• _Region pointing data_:
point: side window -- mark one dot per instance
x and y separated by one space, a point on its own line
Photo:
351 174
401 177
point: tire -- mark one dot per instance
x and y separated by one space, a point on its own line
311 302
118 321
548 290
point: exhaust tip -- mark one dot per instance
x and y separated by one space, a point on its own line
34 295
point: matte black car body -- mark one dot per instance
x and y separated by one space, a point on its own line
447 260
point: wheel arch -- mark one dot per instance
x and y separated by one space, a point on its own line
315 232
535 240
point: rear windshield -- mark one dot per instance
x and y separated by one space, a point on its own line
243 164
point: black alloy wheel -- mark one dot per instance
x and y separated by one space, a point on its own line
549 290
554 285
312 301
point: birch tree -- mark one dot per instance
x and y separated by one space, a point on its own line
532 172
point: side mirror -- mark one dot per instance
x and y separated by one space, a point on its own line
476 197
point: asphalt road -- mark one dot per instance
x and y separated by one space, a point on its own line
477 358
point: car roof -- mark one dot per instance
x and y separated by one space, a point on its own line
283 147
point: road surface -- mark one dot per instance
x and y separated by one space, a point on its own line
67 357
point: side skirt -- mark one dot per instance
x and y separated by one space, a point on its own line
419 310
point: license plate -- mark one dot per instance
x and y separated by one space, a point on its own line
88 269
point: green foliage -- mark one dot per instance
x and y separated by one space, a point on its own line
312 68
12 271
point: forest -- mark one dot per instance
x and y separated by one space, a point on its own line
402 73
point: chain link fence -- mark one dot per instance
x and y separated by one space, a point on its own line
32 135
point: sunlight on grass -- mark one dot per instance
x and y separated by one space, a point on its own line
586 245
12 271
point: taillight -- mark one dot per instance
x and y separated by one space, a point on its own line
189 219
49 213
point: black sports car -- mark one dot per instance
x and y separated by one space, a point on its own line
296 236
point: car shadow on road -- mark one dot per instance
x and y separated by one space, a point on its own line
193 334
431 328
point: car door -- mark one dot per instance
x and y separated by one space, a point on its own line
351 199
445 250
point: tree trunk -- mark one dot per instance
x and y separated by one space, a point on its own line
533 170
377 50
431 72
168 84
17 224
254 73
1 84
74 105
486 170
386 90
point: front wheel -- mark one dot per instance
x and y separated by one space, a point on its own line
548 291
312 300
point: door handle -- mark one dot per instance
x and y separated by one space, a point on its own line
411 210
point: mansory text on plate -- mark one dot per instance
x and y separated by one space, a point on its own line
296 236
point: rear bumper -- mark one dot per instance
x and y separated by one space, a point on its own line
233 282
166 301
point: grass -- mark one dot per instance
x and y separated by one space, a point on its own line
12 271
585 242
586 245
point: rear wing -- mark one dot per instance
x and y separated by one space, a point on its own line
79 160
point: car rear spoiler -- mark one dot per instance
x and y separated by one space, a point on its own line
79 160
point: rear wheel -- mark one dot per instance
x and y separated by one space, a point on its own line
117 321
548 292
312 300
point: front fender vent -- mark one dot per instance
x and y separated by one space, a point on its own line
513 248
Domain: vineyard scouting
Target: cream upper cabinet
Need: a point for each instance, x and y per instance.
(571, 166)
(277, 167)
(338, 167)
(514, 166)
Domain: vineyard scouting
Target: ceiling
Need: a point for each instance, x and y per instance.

• _ASSIGNMENT_: From the first line of the data through the line with "point: license plate", quote each line exactly and add nothing else.

• _YOUR RESPONSE_:
point: side window -- mark one dot per instance
x and y separated by one space, a point on its own line
Photo:
351 174
401 177
point: tire -- mark one dot per instance
x and y separated by one space, a point on its own line
311 302
118 321
548 290
point: exhaust tip -- mark one dot per instance
x and y separated by one space, a point on its own line
34 295
point: matte black car body -- mark one dot per instance
x and y separated by one space, a point on its own line
447 260
point: wheel arch -- mark one dot per instance
x and y separated by one space, a point on its own line
315 232
535 240
point: rear windshield -- mark one dot per instance
x and y separated by one space, a point on its own line
243 164
point: black alloy wheel -- mark one dot per instance
x and y separated by one space, a point on its own line
549 290
554 285
312 301
point: birch tree -- mark one dot per instance
x and y separated by one space, a point on its own line
532 172
point: side mirror -- mark one dot per instance
x and y separated by one space, a point on its own line
476 197
point: asphalt road -- mark one dot per instance
x and y separated by one space, a point on its own line
477 358
point: car roof -- mark one dot per instance
x and y separated by one space, a point on its own line
283 147
point: road surface -- mark one dot per instance
x and y separated by one space, a point on its own line
67 357
point: side skirt -- mark one dot per instance
x and y separated by one space, a point on its own line
419 310
point: license plate -- mark one dot per instance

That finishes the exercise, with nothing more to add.